Location labeling records
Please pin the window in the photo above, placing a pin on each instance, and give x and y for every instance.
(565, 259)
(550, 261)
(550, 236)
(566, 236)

Instructions to follow
Copy out all the entries shown above, character for character.

Written answer
Please pin the window in the photo above, placing a pin on each instance, and give x and y for every instance.
(565, 259)
(550, 261)
(550, 236)
(566, 236)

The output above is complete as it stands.